- _Goal_
Render the lines of the material below as a JSON list of strings, one string per line, from the line containing "of the dark" through the end of the material. Leave out any blank lines.

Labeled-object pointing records
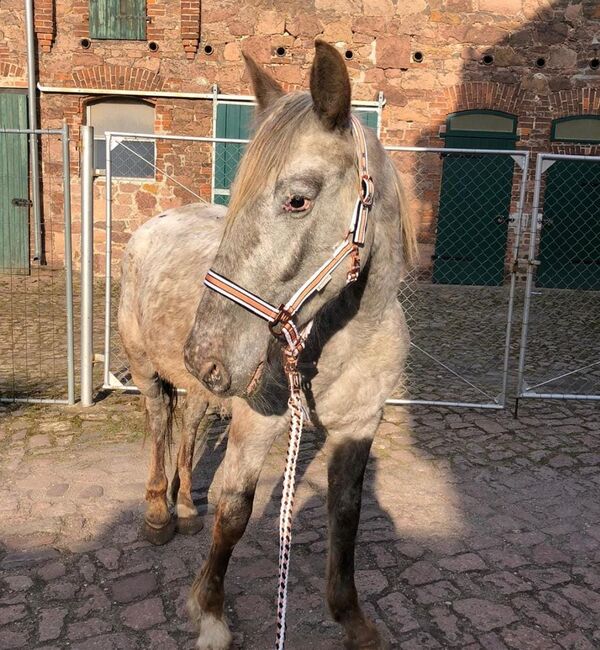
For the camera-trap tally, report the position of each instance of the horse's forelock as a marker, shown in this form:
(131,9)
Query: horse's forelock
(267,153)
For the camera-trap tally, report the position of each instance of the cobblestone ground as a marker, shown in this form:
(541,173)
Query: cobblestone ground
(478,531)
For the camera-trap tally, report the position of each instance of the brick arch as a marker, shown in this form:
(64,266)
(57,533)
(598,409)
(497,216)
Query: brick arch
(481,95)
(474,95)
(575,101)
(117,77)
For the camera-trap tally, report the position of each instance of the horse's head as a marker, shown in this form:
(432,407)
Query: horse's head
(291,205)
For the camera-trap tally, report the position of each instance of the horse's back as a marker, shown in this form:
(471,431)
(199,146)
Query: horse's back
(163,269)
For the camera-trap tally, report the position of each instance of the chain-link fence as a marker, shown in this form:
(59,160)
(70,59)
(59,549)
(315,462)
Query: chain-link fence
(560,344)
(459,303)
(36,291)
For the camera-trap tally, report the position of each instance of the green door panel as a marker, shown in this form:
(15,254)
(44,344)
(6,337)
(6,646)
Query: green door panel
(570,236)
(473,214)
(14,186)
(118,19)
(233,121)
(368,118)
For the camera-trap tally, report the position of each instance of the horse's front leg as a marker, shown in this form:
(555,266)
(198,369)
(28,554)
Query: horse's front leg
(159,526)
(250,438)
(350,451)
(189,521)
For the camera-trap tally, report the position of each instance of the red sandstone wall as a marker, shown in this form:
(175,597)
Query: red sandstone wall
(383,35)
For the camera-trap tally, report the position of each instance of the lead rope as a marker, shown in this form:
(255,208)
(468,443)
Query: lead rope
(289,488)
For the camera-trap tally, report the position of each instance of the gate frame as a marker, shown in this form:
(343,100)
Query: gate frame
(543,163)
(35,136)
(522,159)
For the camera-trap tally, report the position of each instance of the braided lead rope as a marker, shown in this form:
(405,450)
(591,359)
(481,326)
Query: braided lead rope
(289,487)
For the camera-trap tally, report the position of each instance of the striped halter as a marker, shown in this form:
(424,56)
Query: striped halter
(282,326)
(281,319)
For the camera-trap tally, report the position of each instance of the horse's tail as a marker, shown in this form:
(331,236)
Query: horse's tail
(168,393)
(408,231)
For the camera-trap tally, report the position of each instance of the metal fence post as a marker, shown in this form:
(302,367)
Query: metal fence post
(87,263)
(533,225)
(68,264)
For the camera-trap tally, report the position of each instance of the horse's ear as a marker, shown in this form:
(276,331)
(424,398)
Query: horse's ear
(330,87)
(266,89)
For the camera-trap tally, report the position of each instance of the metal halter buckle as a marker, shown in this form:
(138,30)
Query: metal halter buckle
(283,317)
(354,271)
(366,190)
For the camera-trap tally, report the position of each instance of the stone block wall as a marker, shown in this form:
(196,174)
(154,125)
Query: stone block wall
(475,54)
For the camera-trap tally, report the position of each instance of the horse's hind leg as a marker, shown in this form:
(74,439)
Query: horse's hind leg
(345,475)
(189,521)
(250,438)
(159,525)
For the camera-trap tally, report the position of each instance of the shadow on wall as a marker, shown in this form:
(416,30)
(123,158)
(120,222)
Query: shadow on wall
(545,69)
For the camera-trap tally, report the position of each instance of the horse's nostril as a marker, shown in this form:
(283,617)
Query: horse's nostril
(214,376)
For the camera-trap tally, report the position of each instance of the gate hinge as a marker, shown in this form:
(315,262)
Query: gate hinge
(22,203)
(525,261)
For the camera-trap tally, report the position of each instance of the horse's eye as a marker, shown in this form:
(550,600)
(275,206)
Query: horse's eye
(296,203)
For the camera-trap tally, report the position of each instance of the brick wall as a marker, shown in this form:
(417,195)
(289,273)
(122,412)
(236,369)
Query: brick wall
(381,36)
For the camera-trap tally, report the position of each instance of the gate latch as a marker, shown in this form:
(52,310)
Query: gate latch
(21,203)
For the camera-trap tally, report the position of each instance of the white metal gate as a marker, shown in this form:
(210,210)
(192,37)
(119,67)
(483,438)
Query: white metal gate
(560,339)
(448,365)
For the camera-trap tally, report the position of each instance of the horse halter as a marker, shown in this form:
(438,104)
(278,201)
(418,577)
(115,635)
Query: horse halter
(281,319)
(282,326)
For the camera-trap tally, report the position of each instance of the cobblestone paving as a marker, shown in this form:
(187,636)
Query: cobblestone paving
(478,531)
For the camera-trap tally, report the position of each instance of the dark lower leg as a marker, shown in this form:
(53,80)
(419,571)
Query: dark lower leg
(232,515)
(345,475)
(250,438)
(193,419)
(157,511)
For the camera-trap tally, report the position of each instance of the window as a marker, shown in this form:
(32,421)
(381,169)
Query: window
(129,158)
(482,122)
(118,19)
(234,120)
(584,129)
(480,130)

- _Solved problem_
[
  "For the camera-trap tally, report the position of each instance of the dark lower leg as a marker, shown in this form:",
  "(53,80)",
  "(419,571)",
  "Query: dark lower leg",
  "(232,515)",
  "(345,475)",
  "(250,438)",
  "(193,419)",
  "(157,511)",
  "For the camera-trap tally, report the position of each instance of the window as a marker, shown in this form:",
  "(32,421)",
  "(381,169)",
  "Query: window",
  "(129,158)",
  "(482,122)",
  "(118,19)",
  "(234,120)",
  "(584,129)",
  "(480,130)"
]